**Goal of the exercise:** Count the lines in the records below that contain the string "glass", treating uppercase and lowercase as different. Give only the number.

╭─ Data to use

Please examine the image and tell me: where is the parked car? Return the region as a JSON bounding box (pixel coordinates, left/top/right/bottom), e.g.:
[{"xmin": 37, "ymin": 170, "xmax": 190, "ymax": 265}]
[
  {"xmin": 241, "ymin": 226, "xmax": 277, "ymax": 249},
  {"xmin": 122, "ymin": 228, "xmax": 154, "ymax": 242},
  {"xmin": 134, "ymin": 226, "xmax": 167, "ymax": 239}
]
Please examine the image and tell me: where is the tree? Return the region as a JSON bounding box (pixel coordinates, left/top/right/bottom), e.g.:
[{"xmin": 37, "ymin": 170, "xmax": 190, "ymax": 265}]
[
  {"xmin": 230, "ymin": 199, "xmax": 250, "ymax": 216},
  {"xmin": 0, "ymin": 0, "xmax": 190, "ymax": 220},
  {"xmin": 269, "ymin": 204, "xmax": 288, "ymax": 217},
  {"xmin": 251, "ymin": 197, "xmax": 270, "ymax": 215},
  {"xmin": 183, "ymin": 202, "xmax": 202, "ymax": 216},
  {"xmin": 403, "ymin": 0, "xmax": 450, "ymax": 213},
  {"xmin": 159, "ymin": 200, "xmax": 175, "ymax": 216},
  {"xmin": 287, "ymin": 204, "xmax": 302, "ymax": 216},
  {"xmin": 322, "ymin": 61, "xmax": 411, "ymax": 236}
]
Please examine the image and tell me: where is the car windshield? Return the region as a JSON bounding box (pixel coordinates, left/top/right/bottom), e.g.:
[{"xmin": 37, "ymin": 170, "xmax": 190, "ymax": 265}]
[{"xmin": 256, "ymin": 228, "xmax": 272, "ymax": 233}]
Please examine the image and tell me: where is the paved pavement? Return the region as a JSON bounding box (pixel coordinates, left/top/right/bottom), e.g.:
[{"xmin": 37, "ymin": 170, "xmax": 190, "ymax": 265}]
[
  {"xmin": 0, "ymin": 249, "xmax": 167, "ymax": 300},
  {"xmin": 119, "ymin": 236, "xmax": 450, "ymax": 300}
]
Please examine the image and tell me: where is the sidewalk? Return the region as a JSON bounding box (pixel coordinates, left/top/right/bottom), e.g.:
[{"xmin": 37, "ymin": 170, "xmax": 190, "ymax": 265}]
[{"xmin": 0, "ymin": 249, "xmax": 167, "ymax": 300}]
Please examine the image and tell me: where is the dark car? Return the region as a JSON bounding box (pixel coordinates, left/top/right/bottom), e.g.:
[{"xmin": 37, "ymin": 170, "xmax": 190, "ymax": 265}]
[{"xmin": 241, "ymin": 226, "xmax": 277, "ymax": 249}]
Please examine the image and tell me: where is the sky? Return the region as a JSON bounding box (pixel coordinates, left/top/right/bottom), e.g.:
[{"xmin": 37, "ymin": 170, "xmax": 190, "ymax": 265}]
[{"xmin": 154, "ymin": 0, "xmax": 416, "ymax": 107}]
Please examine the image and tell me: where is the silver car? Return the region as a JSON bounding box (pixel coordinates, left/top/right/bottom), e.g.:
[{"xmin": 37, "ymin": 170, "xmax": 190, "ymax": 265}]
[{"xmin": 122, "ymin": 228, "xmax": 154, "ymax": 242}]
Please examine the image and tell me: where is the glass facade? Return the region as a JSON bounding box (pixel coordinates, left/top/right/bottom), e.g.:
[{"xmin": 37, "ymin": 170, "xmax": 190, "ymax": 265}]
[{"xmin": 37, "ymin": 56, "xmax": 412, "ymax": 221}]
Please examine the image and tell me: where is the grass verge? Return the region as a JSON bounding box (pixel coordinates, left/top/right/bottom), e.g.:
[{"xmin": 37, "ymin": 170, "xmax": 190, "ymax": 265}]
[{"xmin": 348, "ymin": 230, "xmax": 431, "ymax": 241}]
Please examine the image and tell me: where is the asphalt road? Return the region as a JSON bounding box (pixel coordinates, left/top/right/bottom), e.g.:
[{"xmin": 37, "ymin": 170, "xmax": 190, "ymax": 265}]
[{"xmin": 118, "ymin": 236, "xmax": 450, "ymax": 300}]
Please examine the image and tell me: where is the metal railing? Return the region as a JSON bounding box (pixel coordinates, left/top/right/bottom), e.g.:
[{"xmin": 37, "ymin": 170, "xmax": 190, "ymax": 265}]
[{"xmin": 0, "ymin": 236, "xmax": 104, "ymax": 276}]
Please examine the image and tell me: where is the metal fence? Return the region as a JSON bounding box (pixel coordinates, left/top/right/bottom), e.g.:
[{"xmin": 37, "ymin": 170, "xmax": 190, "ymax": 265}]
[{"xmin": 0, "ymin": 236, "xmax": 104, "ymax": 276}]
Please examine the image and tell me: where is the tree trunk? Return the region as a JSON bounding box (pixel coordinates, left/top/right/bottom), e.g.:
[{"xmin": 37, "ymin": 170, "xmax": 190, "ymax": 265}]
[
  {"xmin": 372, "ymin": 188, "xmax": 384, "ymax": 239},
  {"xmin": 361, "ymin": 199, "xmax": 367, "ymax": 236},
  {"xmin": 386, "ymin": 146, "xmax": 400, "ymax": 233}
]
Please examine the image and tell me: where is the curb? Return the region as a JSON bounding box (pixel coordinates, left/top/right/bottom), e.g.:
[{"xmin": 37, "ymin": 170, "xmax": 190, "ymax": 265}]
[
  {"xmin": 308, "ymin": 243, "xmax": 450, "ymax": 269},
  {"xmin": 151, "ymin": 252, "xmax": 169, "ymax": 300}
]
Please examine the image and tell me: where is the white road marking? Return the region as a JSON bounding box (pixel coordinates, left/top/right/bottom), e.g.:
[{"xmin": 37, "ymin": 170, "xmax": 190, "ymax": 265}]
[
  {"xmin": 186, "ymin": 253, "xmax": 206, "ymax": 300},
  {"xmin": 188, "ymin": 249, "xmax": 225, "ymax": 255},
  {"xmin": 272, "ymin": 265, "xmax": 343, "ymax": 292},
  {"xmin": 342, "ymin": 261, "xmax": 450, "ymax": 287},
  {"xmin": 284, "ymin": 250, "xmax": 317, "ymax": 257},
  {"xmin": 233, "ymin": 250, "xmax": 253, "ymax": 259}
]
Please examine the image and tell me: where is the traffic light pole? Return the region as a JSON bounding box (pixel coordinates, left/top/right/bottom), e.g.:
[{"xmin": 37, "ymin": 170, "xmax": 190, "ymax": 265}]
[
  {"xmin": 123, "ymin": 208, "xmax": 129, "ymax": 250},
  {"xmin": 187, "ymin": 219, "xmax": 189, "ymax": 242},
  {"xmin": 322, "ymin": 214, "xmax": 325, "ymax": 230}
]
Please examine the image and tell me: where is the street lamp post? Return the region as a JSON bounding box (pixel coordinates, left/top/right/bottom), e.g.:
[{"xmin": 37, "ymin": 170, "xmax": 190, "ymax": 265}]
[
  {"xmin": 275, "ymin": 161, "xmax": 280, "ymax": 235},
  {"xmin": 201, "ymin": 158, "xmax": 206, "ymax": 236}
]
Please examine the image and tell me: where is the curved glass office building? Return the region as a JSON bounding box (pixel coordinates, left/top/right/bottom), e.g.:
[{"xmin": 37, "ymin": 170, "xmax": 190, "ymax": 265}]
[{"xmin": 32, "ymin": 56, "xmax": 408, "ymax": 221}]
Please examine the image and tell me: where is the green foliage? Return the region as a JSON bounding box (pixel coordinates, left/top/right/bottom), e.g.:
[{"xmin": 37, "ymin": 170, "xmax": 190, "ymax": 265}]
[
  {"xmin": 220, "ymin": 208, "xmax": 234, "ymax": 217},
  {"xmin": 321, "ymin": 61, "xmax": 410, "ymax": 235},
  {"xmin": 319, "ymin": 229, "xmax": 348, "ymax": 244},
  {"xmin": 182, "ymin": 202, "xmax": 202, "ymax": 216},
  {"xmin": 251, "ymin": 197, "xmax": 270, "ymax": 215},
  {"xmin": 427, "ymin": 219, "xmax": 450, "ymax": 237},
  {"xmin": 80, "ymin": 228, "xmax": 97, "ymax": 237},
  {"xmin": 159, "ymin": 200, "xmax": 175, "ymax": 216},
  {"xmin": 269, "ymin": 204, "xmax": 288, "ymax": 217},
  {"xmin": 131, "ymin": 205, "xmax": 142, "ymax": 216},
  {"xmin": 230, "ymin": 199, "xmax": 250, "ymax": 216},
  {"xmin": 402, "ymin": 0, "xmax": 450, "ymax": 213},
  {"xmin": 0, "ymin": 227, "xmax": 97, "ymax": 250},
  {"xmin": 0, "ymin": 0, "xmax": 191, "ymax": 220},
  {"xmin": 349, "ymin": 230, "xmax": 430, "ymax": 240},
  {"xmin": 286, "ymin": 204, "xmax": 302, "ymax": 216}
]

╰─

**Final result:** 2